• _Data for the task_
════════════════

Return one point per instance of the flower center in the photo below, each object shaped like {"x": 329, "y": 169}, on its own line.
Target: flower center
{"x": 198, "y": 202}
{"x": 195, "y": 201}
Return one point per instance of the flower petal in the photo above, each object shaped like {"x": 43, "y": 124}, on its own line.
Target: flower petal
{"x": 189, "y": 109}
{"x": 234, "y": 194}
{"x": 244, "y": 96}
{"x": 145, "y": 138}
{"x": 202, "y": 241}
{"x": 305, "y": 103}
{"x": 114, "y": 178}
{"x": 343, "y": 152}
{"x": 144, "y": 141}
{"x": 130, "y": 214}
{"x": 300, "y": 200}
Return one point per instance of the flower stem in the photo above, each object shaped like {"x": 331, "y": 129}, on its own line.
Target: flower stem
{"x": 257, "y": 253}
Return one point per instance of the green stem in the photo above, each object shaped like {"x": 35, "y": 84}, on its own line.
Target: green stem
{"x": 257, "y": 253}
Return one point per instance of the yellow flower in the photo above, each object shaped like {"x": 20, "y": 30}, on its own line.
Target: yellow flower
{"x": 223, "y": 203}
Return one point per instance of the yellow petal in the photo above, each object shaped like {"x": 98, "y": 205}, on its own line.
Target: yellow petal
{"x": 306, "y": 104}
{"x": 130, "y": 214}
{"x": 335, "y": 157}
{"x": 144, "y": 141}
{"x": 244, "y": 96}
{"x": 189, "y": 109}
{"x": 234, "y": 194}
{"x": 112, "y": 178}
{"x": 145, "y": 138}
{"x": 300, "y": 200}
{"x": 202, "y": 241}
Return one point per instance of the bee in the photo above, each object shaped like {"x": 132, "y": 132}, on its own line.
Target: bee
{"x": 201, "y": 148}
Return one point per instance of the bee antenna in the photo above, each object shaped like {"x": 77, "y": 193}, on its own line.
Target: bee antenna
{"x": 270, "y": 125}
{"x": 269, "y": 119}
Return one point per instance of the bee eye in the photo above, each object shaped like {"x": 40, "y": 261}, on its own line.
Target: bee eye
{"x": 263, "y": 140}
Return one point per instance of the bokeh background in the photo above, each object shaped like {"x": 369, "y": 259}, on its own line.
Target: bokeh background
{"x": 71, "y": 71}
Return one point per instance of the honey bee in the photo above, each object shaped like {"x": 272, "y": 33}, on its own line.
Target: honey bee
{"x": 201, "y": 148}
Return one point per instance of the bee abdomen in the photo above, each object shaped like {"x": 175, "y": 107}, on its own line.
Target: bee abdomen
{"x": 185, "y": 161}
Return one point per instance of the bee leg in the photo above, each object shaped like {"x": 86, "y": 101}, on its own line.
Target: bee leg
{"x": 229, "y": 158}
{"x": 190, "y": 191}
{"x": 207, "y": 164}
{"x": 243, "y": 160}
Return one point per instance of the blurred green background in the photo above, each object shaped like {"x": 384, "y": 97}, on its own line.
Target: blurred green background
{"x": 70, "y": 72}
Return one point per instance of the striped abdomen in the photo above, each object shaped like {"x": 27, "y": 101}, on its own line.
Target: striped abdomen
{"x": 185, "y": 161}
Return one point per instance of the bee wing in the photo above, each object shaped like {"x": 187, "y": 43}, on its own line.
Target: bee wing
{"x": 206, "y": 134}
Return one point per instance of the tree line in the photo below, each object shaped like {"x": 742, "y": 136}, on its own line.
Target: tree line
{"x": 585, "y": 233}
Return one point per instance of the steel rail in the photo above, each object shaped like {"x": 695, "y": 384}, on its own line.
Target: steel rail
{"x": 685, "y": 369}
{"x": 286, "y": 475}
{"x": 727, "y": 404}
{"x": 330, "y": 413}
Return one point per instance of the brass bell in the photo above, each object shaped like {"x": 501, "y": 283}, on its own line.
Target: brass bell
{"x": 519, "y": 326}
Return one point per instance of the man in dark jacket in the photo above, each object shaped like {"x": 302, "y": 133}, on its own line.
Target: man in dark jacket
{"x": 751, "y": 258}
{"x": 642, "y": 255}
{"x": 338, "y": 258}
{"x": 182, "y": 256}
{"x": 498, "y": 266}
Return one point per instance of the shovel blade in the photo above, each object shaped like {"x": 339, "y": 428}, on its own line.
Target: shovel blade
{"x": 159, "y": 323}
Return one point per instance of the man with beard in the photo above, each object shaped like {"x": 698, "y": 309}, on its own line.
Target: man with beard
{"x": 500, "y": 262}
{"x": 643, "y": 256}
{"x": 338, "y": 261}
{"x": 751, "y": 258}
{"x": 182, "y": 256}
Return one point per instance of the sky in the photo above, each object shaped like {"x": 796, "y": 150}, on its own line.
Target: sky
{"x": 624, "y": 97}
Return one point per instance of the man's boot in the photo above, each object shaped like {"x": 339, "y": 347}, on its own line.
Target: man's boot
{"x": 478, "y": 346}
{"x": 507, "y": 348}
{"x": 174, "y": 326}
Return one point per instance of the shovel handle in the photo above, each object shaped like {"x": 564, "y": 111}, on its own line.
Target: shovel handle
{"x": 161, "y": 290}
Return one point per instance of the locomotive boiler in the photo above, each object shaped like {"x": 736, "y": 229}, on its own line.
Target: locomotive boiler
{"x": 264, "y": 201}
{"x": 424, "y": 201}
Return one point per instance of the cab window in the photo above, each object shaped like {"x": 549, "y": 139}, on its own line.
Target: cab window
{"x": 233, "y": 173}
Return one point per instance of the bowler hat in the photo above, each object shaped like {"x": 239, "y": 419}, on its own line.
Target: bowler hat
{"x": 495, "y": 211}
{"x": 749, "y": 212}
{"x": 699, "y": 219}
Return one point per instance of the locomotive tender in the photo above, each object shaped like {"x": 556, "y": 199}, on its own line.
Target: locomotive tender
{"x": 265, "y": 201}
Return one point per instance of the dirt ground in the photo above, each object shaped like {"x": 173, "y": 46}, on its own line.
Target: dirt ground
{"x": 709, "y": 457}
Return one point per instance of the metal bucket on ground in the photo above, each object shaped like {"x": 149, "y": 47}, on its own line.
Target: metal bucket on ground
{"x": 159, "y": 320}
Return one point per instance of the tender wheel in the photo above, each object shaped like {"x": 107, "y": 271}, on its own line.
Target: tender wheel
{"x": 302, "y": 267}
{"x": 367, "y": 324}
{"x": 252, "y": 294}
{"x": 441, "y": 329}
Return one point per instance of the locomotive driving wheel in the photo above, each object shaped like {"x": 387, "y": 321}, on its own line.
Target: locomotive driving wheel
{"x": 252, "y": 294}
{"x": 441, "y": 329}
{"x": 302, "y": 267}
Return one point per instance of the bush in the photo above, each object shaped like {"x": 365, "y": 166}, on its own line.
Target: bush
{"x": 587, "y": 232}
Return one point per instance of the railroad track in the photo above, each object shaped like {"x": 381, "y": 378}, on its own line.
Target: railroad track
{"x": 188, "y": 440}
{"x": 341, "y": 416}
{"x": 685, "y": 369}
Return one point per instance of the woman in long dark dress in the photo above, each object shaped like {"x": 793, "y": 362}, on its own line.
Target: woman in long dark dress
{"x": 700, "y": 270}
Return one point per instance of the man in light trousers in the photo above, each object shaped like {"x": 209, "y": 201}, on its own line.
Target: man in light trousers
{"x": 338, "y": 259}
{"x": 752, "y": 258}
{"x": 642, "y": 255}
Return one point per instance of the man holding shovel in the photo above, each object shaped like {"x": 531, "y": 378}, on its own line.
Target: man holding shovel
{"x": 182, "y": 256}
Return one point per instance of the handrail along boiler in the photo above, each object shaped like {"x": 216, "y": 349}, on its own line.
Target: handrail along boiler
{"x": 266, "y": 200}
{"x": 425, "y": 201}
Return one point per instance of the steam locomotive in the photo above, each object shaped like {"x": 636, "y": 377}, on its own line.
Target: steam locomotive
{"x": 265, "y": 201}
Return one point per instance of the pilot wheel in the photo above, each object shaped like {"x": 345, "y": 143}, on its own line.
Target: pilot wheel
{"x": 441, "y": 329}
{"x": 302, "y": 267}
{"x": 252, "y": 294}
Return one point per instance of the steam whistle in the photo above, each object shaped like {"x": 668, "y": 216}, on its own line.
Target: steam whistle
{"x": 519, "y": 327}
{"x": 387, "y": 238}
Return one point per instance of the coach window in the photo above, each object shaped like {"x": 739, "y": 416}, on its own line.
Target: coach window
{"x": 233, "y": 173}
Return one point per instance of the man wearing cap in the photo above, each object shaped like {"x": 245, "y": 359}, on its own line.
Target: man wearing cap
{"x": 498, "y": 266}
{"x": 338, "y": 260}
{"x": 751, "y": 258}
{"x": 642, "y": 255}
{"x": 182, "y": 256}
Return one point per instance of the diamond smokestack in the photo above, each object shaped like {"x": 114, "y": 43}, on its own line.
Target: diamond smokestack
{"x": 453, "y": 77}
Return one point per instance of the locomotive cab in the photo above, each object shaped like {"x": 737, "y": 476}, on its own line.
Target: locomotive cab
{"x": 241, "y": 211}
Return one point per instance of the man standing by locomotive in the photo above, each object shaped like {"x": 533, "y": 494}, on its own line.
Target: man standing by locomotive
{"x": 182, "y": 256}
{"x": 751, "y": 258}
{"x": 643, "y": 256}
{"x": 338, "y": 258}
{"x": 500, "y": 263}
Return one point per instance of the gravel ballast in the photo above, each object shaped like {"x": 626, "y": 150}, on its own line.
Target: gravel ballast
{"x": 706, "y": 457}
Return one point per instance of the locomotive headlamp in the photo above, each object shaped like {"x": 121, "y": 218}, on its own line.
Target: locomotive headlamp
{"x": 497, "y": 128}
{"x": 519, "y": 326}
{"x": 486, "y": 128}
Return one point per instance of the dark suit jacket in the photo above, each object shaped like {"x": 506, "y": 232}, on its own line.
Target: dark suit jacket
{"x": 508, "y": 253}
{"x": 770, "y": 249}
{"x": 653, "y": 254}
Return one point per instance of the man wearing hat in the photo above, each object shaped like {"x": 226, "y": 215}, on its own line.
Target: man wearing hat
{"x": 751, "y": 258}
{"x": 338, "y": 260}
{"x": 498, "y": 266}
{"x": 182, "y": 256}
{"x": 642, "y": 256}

════════════════

• _Directions for this task_
Set out exactly the run of lines that begins at the line holding "Return one point per instance of the locomotive cab" and ends at the last line of the data.

• _Task output_
Return one point per instance of the locomotive cab in the photo above, each object shaped like {"x": 737, "y": 476}, on its own line.
Target: locomotive cab
{"x": 241, "y": 211}
Return one point per instance of the man standing by locomotive in the photo above, each object shaped like {"x": 533, "y": 494}, on its own line.
Target: man standing by locomotive
{"x": 182, "y": 256}
{"x": 751, "y": 258}
{"x": 643, "y": 256}
{"x": 338, "y": 258}
{"x": 500, "y": 263}
Return one point per instance of the gravel ballast in the photo above, each object shaped like {"x": 626, "y": 150}, on its own line.
Target: gravel ballast
{"x": 706, "y": 457}
Return one point per instance of the locomotive headlamp in the photo above, each object shaped like {"x": 121, "y": 218}, on its own line.
Target: locomotive headlamp
{"x": 497, "y": 128}
{"x": 519, "y": 326}
{"x": 486, "y": 128}
Return one point per instance of the dark suit jacket in the photo above, each object shaped like {"x": 506, "y": 232}, on its own line.
Target: dark suit jacket
{"x": 508, "y": 253}
{"x": 770, "y": 249}
{"x": 653, "y": 254}
Return one point per instance of the man wearing hat in the photo above, each object shaped like {"x": 226, "y": 215}, on its own line.
Target: man wearing hat
{"x": 751, "y": 258}
{"x": 338, "y": 260}
{"x": 498, "y": 266}
{"x": 182, "y": 256}
{"x": 642, "y": 256}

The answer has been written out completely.